Available data:
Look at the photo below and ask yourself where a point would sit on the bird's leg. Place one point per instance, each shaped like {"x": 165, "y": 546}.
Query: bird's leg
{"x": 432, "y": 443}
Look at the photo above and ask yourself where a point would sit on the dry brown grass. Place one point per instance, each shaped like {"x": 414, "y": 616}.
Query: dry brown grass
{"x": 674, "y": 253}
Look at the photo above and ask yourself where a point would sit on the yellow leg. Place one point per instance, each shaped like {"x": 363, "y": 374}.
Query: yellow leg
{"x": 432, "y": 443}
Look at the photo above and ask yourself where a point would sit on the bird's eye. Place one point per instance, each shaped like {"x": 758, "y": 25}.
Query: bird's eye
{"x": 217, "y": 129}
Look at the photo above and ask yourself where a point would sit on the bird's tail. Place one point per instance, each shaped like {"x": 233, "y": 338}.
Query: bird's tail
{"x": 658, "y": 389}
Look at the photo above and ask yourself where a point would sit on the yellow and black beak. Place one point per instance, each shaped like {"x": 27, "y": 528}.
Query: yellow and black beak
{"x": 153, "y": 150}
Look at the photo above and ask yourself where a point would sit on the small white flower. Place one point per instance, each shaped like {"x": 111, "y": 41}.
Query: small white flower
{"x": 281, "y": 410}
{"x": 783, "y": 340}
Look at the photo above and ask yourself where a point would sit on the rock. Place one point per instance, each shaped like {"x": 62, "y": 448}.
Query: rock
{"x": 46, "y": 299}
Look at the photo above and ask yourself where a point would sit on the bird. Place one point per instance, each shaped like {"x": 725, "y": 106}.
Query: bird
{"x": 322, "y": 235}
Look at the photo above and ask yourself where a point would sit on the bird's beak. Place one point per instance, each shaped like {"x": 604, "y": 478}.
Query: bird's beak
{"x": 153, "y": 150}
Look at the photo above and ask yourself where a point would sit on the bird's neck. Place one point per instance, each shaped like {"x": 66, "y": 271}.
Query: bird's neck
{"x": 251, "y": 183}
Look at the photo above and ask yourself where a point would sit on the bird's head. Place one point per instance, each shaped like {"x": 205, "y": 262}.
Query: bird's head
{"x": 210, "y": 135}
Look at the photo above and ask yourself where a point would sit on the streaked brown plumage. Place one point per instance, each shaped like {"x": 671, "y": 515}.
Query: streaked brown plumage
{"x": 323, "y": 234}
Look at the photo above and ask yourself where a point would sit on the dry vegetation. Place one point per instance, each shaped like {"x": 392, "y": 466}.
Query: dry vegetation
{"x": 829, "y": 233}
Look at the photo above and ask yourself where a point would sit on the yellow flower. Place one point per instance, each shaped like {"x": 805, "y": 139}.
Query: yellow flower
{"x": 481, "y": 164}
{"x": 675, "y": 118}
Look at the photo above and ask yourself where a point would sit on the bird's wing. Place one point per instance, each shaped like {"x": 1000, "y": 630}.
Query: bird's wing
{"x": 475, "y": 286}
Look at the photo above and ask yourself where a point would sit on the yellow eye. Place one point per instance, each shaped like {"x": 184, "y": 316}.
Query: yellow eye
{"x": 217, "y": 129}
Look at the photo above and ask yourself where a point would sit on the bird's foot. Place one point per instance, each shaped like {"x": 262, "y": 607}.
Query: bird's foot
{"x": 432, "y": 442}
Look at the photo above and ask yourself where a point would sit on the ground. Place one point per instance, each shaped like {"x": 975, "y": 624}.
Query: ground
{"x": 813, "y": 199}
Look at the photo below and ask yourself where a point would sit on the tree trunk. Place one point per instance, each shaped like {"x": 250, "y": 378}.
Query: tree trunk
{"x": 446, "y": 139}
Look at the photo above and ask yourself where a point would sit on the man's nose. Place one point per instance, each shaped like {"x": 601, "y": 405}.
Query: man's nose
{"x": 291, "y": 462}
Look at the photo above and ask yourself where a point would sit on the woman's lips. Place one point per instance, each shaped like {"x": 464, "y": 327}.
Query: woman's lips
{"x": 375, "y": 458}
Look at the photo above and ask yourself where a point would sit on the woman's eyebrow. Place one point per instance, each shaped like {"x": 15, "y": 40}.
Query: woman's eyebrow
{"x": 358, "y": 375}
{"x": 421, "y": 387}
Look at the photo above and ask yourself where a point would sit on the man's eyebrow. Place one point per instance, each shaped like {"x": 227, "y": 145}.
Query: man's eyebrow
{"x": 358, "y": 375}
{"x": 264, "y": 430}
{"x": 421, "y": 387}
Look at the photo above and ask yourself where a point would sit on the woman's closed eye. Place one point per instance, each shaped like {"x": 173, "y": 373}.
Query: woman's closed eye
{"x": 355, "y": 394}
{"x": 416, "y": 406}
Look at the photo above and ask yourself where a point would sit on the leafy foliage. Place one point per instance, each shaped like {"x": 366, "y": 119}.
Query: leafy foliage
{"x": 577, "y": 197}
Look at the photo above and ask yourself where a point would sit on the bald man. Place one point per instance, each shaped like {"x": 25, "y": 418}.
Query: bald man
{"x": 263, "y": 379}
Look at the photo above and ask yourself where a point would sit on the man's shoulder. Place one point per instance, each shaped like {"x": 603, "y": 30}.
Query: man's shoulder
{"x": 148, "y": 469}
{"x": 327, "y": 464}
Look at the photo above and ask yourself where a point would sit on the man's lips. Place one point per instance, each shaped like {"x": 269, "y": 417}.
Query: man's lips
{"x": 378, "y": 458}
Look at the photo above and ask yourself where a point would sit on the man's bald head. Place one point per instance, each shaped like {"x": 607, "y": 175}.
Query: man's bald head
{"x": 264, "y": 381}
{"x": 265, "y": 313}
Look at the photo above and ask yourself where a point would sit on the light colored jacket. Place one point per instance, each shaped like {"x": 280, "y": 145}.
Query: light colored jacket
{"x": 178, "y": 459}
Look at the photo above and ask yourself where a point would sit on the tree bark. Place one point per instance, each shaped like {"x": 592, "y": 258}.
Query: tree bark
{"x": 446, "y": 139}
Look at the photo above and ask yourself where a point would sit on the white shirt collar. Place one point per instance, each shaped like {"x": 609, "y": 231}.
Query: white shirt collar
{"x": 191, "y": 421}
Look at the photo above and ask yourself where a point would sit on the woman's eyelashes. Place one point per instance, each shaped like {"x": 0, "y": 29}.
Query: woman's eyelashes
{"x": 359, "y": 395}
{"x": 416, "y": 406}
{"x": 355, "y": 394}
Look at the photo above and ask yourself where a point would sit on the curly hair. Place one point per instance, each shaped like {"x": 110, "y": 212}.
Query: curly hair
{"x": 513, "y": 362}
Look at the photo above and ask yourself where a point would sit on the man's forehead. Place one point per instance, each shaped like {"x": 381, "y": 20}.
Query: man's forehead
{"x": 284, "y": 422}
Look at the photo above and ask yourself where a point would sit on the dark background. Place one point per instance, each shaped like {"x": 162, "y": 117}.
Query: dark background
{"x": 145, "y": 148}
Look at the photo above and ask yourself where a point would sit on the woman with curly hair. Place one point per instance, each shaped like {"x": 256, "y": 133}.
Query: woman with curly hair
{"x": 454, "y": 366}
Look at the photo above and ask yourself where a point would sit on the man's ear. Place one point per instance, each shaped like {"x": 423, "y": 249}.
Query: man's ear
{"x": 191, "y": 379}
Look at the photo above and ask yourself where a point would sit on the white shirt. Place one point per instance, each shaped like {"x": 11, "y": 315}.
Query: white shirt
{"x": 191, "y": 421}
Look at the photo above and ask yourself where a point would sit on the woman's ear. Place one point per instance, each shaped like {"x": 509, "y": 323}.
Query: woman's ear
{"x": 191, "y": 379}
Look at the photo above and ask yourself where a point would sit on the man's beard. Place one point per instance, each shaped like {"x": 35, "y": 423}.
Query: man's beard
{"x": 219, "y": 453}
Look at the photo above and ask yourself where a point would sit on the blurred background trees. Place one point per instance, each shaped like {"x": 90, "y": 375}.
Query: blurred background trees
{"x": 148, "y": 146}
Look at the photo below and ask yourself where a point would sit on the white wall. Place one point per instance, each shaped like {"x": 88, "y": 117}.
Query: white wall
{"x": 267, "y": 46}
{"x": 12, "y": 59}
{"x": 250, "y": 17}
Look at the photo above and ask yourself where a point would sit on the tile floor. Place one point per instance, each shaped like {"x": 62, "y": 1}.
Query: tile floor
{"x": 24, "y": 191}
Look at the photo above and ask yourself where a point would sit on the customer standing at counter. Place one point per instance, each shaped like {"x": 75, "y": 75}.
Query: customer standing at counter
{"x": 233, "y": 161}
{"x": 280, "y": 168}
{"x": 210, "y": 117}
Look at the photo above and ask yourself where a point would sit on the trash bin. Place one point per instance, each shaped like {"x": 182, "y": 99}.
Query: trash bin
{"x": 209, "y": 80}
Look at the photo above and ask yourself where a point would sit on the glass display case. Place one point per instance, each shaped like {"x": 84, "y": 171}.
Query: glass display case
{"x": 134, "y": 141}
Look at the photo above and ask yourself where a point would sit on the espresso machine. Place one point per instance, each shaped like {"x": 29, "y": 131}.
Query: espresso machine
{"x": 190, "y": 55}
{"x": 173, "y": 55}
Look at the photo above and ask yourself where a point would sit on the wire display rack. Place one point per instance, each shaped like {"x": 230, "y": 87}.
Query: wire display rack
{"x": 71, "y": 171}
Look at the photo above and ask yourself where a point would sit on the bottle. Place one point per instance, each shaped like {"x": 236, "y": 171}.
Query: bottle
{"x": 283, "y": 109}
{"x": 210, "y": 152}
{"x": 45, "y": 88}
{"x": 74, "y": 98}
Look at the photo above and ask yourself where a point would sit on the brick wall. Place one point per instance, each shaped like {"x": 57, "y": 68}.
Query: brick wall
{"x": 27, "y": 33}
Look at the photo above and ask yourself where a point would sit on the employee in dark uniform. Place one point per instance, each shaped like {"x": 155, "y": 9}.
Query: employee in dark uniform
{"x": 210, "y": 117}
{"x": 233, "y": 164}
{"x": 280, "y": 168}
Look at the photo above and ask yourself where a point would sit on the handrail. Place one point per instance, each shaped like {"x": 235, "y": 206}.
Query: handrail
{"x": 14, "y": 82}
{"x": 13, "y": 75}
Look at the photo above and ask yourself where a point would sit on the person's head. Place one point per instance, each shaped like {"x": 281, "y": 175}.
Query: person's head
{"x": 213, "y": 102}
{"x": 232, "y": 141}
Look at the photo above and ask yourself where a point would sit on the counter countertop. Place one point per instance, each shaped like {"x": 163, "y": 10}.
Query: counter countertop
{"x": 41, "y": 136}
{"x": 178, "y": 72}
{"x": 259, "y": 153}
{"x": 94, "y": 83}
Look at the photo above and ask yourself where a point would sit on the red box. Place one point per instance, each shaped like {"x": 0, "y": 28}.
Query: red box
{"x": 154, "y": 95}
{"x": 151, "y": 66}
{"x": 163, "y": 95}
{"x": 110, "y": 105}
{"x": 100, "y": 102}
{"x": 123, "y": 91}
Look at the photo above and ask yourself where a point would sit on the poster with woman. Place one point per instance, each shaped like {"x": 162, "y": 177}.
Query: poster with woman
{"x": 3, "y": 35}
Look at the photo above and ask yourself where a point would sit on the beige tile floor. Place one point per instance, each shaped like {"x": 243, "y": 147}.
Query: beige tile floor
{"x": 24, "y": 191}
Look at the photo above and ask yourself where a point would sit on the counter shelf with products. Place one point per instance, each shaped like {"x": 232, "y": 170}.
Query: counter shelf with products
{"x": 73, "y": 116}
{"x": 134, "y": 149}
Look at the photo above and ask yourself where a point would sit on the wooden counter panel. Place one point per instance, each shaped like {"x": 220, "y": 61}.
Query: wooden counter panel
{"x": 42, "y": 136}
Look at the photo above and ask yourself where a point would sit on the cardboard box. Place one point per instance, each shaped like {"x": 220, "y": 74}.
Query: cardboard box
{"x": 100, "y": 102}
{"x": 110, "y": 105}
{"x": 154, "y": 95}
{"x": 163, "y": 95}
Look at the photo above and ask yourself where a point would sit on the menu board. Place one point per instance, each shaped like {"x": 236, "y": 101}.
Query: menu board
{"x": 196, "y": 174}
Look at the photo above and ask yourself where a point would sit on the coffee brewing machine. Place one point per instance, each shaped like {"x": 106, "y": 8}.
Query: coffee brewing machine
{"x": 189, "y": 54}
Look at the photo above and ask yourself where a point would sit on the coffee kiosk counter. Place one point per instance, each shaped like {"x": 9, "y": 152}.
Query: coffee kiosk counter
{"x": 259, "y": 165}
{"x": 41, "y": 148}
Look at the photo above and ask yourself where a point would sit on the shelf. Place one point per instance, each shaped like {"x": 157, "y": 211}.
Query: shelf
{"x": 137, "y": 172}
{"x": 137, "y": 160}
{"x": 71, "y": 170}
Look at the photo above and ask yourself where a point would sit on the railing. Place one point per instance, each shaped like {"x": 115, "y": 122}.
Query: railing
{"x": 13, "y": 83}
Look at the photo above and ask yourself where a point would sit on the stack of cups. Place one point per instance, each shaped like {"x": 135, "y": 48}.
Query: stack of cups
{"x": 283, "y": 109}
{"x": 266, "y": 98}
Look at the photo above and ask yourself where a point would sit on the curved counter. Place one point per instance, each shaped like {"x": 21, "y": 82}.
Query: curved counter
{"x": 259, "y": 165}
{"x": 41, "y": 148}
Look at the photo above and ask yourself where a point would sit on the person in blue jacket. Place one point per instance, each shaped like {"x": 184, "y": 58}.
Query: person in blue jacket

Try it: If the string "blue" appears in a line of the entries, report the line.

Your solution:
Look at the photo above and ask yourself where a point would sit on the person in blue jacket. Place one point per instance, each shaped like {"x": 184, "y": 58}.
Query: person in blue jacket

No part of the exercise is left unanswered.